Selected excerpt Start Marker
All that said, I think Lucee development ought to focus on the CFML engine. CFML as defined by Adobe, but implemented in a more rigorous, faster, more expedient fashion. That’s where the strengths of the LAS dev team lie, and where they excel.

I’ll quote myself from an (at this stage) non-public discussion on this board:


One of the reasons why I was really excited about the LuceeLang idea was that we finally would be able to abandon the terrible, terrible, terrible concept of all those Admin switches and toggles that switch on and off various compatibility or speed features as the users/developers just wanted for their server. It might not occur to everyone right away how bad those switches are.

To me, the out-of-control variety of Admin toggles for language and compiler behaviour is my most-hated thing in Lucee - and was in Railo before, too.

I still stand to that. I think Lucee’s way of dealing with toggles and switches and nobs and this and that is terrible and should not be continued. LuceeLang would have been a great way out of that. There are other ways to improve on that, for sure, but I can’t see LAS moving away from the “we want the product to be configurable as detailed as possible” approach at all. Sure, some administrative configuration is necessary, but I’d be interested to see another modern web platform where server admins can configure themselves mad when it comes to language (compilation) behaviour.

This fits well with the “piss; or get off the pot” context @adam_cameron mentioned above. What does Lucee want to be, if there was no LuceeLang?

And why can’t we then just say:

“Let’s not give a shit about ACF(ML) and truly innovate and move CFML away from compatibility”.

If people want to get the benefits of running Lucee, there then will be a migration cost/project involved on their end, but why trying to stay compatible at all? Just some food for thought.

An interesting idea. At its simplest Lucee 4.x could be seen as a version to maintain for CFML compatibility and security fixes, while 5.x could then be taken as a platform to extend into a better CFML as long as there is a clear deprecation → upgrade path ( similar to can be seen with, for example, the Ember update path which involves a lot of fixing up deprecations )
Selected excerpt End Marker
Material supplied Start Marker
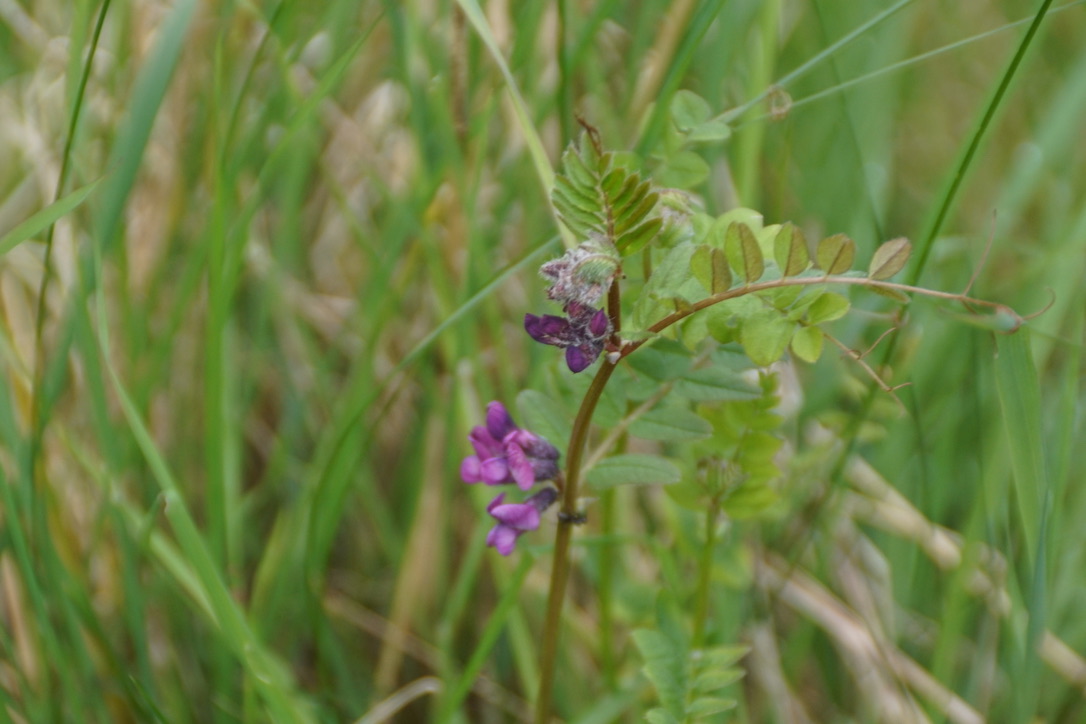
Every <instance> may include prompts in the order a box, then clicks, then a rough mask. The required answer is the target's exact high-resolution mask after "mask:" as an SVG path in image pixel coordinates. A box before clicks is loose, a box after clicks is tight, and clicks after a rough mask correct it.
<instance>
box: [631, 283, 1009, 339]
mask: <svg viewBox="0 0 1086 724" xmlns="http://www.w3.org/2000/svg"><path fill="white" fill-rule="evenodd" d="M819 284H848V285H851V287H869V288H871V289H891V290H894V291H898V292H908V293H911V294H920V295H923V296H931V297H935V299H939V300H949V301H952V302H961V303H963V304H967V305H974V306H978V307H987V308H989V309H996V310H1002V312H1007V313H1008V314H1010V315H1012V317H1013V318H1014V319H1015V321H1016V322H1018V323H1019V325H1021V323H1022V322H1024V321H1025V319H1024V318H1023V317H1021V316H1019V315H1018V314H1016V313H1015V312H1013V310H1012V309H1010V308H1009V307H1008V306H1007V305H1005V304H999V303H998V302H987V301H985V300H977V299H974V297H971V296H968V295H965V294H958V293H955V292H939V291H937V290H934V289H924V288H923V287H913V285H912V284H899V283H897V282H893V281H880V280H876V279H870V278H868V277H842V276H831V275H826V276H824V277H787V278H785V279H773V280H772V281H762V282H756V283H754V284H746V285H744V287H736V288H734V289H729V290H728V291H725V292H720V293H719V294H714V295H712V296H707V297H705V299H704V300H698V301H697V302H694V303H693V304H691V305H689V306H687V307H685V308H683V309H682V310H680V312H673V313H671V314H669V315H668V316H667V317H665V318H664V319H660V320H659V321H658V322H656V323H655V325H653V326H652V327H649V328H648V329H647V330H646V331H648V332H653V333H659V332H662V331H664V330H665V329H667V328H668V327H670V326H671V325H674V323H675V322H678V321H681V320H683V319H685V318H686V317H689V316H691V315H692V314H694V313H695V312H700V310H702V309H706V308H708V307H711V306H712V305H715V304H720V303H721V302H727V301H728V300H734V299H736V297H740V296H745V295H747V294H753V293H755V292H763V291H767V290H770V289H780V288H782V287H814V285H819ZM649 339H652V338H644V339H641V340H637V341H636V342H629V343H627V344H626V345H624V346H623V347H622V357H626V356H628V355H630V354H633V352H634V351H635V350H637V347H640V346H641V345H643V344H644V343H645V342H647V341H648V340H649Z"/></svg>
Material supplied End Marker
Material supplied Start Marker
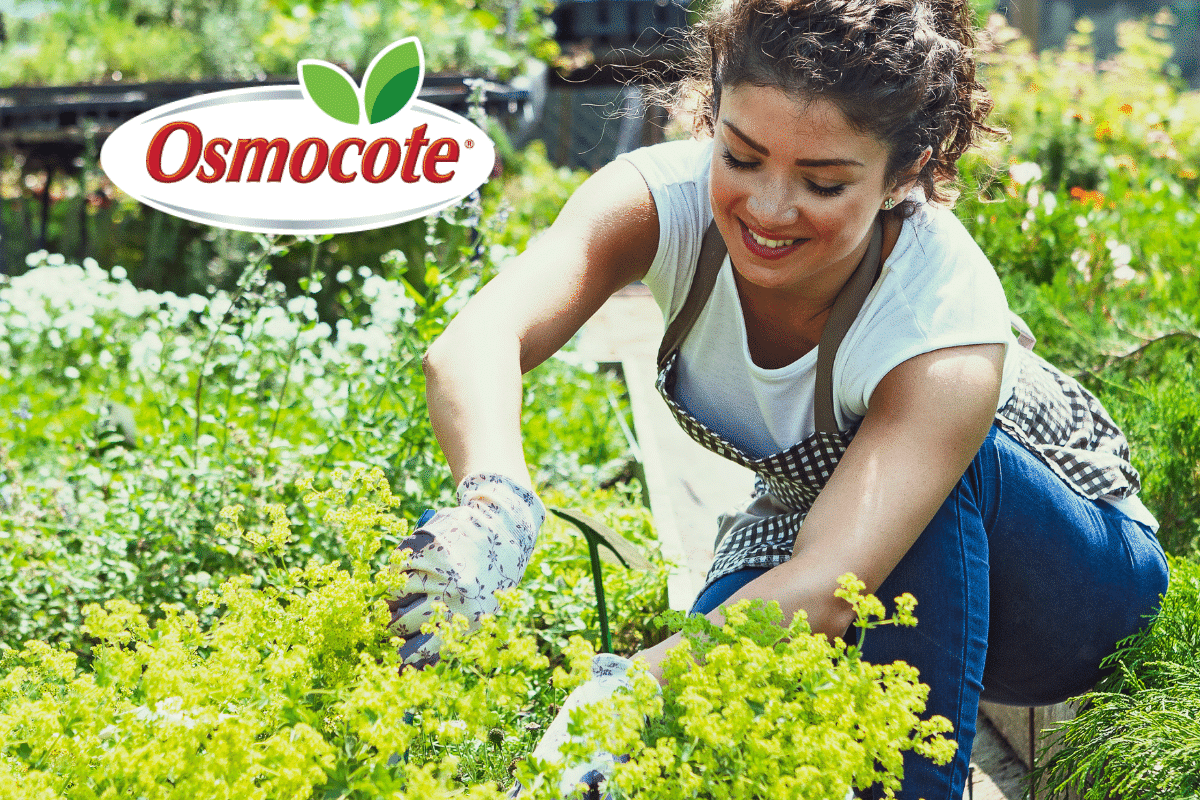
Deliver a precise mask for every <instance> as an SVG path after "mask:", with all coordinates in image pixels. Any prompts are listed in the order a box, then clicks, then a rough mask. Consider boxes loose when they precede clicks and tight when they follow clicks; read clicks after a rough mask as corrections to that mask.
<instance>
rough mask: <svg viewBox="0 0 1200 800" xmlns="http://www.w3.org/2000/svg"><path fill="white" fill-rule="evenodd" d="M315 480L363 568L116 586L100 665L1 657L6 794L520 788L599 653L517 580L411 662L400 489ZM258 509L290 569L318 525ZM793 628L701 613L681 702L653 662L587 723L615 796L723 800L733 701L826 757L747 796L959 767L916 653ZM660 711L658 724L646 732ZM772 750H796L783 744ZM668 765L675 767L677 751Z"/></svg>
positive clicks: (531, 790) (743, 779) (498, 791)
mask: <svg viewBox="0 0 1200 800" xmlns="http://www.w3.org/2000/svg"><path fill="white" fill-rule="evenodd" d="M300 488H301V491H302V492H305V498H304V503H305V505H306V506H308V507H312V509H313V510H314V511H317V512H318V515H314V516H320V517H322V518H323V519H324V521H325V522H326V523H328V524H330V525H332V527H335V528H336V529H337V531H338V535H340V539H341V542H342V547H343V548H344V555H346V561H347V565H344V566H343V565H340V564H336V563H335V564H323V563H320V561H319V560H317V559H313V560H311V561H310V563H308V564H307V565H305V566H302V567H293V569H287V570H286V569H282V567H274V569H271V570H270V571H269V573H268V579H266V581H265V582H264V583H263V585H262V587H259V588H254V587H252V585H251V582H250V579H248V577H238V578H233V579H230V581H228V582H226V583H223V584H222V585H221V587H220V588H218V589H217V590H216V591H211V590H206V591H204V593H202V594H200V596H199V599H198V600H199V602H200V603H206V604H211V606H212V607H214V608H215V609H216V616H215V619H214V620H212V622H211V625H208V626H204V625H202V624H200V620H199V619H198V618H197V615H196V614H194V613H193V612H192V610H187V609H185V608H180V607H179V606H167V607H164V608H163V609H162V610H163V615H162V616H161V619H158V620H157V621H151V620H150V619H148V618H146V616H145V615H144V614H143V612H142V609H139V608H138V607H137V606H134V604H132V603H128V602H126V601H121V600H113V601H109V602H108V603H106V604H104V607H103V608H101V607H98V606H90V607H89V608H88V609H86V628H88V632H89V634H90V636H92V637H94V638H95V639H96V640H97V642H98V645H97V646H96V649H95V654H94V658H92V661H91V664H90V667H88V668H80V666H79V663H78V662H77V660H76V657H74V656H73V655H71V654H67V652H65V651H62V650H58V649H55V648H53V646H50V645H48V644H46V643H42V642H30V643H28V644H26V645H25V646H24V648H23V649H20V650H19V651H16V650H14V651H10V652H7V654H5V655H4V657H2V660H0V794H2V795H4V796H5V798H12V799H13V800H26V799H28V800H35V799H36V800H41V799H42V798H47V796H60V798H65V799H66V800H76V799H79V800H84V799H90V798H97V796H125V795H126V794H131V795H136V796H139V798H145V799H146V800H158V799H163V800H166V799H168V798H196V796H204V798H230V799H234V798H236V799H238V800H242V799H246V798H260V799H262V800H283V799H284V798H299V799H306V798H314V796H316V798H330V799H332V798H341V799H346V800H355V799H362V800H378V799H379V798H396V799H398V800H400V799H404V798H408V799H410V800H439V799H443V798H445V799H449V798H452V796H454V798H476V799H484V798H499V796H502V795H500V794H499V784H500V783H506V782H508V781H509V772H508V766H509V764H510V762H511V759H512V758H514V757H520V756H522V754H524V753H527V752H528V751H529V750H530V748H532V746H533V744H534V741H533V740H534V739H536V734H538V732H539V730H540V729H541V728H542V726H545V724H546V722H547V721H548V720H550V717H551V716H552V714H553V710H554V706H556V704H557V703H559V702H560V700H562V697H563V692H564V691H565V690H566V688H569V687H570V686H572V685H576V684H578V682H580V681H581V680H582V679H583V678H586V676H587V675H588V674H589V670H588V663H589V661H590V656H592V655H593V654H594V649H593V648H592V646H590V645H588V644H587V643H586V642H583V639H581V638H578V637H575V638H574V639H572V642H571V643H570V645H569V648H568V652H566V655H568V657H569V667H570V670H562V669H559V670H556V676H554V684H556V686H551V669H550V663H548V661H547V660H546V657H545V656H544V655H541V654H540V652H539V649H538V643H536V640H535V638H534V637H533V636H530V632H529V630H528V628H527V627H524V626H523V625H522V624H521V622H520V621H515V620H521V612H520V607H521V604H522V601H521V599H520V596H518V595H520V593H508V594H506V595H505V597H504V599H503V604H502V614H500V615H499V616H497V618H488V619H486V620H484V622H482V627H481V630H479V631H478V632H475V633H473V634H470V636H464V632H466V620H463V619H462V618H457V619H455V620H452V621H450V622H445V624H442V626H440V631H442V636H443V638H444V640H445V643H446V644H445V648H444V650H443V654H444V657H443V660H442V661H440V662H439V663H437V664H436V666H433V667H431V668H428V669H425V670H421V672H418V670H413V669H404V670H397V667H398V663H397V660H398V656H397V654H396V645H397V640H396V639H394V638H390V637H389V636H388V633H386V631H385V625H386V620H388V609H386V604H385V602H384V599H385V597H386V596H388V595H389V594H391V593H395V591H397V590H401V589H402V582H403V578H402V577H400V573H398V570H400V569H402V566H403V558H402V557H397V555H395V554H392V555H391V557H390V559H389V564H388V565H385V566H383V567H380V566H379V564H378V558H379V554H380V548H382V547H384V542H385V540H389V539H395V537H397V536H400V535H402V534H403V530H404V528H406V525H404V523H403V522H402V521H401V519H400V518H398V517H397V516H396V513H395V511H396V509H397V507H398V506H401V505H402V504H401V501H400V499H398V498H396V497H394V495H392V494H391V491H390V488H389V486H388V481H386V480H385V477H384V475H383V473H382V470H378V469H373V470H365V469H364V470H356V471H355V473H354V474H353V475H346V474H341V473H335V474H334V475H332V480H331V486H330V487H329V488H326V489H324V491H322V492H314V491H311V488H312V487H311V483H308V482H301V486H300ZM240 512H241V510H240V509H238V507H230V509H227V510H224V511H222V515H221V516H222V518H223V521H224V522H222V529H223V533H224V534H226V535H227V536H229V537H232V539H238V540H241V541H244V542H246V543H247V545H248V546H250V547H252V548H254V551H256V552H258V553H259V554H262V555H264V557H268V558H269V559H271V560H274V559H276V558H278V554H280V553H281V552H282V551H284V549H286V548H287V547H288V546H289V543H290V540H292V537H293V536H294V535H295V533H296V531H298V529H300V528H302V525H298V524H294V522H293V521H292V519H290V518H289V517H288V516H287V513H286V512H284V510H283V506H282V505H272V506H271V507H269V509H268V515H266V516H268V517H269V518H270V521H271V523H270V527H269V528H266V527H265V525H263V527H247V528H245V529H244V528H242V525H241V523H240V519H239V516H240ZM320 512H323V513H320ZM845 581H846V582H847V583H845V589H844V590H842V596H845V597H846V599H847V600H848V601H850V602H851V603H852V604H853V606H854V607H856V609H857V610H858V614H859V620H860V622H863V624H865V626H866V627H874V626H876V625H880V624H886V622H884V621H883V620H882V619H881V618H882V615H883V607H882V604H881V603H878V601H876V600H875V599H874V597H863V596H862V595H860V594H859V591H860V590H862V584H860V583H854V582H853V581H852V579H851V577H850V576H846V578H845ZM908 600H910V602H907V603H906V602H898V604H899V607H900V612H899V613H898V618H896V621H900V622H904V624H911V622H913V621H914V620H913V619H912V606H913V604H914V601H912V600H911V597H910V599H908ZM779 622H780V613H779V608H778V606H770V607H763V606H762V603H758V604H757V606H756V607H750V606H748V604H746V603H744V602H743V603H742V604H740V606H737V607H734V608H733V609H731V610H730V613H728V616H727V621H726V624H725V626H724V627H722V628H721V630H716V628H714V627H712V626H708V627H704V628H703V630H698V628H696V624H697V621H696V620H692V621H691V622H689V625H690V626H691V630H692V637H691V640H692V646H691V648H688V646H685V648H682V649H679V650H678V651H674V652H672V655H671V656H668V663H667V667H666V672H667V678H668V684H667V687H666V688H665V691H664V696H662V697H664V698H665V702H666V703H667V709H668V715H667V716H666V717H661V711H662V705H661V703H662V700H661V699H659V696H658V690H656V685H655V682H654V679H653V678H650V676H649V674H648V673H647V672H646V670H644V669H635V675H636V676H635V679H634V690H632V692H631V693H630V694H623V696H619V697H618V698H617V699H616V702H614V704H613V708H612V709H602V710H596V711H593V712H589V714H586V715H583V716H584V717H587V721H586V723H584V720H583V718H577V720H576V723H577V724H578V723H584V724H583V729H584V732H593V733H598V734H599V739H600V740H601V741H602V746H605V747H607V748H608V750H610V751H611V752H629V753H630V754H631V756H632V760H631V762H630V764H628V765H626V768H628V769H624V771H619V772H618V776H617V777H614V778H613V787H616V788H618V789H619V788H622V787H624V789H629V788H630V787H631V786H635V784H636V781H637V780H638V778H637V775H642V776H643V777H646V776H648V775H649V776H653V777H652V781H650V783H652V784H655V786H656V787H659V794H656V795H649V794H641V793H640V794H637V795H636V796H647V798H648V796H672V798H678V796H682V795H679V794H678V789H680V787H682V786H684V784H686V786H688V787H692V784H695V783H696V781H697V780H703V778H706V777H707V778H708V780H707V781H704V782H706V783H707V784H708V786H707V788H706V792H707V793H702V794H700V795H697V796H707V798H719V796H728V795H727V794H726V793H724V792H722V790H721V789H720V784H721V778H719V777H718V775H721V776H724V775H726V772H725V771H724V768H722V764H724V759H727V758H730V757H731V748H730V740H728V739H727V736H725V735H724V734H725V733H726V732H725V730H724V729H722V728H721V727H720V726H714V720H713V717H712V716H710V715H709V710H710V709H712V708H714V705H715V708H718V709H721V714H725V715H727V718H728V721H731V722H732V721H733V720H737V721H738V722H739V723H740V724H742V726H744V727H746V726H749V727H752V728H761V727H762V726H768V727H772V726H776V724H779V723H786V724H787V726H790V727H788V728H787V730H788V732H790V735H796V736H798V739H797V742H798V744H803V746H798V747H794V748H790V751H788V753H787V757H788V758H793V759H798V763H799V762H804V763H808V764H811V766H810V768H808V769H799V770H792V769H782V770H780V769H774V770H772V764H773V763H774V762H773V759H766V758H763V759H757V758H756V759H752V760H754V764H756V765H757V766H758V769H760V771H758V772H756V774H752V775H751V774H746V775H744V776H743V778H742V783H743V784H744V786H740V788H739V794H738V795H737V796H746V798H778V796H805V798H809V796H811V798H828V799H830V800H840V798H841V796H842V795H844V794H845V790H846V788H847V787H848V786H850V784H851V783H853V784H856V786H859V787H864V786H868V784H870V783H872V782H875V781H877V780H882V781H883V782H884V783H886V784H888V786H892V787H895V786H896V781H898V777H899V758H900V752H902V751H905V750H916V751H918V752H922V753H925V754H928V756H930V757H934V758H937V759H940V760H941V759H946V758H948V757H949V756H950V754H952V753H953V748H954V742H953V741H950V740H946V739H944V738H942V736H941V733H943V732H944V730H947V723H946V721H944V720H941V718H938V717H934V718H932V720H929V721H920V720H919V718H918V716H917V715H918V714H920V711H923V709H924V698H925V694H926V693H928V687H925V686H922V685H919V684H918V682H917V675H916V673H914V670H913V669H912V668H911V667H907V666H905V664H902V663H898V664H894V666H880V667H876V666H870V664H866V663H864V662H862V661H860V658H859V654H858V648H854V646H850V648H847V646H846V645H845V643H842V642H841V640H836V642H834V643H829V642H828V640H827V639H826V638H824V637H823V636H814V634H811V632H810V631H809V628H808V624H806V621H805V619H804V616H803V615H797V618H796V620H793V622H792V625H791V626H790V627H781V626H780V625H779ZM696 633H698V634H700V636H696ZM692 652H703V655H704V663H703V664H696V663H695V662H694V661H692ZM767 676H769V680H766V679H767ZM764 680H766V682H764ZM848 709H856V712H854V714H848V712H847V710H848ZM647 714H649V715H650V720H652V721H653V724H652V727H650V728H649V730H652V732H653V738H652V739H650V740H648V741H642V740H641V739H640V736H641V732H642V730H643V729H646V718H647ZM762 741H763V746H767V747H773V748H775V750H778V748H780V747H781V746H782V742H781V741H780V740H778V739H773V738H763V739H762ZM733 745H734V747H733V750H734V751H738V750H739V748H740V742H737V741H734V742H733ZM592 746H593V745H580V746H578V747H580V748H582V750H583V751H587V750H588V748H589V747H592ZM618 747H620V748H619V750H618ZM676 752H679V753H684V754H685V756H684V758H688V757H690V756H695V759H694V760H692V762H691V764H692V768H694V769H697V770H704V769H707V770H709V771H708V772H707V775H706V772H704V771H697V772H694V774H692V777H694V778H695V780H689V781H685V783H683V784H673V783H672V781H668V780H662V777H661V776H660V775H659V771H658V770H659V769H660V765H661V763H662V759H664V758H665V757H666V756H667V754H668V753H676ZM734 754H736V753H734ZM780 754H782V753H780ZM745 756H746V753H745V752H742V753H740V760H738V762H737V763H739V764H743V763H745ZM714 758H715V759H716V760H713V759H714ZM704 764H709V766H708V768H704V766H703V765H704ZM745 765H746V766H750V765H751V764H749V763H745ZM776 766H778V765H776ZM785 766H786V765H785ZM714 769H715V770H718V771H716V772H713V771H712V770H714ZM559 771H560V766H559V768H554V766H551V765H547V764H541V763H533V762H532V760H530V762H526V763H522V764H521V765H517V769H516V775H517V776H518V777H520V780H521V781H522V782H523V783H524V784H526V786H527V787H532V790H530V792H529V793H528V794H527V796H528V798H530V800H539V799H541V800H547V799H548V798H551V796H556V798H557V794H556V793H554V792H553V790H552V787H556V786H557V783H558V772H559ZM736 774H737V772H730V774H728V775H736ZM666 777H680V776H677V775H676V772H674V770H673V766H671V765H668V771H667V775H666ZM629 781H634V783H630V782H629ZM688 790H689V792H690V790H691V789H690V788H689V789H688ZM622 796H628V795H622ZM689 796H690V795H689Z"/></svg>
Material supplied End Marker
Material supplied Start Marker
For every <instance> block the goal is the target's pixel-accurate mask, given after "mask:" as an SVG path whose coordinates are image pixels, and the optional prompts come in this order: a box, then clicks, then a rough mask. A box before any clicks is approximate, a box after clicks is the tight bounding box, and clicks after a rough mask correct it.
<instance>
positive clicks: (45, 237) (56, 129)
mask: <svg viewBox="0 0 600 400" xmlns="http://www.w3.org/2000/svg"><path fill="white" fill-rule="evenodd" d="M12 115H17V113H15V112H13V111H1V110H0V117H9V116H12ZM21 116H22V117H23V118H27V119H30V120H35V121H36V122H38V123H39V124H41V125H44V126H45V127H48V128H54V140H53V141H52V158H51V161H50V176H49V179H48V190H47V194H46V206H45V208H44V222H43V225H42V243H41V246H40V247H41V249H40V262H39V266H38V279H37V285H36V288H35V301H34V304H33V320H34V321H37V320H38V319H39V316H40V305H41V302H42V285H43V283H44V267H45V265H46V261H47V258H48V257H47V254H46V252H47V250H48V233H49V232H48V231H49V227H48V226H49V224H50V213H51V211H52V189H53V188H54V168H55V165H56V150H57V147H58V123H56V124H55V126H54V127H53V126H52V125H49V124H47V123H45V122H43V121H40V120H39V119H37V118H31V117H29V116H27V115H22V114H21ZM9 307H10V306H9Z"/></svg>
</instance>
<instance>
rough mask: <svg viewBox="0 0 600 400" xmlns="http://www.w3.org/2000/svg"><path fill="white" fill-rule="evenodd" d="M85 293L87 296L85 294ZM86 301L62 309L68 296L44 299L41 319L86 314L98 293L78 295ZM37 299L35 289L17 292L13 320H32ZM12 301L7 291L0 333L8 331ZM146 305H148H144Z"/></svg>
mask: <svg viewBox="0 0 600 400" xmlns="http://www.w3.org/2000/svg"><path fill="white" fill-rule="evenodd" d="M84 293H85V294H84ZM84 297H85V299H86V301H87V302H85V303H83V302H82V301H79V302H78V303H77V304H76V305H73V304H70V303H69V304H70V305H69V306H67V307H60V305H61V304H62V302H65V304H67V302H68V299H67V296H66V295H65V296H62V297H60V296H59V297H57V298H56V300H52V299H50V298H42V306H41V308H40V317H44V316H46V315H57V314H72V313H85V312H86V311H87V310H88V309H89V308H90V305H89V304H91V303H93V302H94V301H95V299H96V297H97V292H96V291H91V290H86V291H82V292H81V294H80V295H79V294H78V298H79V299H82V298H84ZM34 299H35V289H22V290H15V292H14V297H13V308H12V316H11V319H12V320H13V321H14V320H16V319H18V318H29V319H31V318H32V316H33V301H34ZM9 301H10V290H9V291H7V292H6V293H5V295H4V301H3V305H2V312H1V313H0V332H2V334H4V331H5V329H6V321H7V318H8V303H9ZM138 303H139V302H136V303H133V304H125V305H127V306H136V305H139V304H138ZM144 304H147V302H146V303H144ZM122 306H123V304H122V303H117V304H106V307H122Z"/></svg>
Material supplied End Marker
Task requirements:
**a.** Answer these questions from the Lucee discussion:
(i) What does the writer think Lucee development ought to focus on?
(ii) What does the writer name as their most-hated thing in Lucee?
(iii) In the final paragraph, whose update path is given as an example?
**b.** Repeat word for word the passage of the Lucee discussion between "This fits well" and "food for thought.", inclusive.

Answers to the exercise:
**a.**
(i) The CFML engine.
(ii) The out-of-control variety of Admin toggles for language and compiler behaviour.
(iii) Ember's.

**b.**
This fits well with the “piss; or get off the pot” context @adam_cameron mentioned above. What does Lucee want to be, if there was no LuceeLang?

And why can’t we then just say:

“Let’s not give a shit about ACF(ML) and truly innovate and move CFML away from compatibility”.

If people want to get the benefits of running Lucee, there then will be a migration cost/project involved on their end, but why trying to stay compatible at all? Just some food for thought.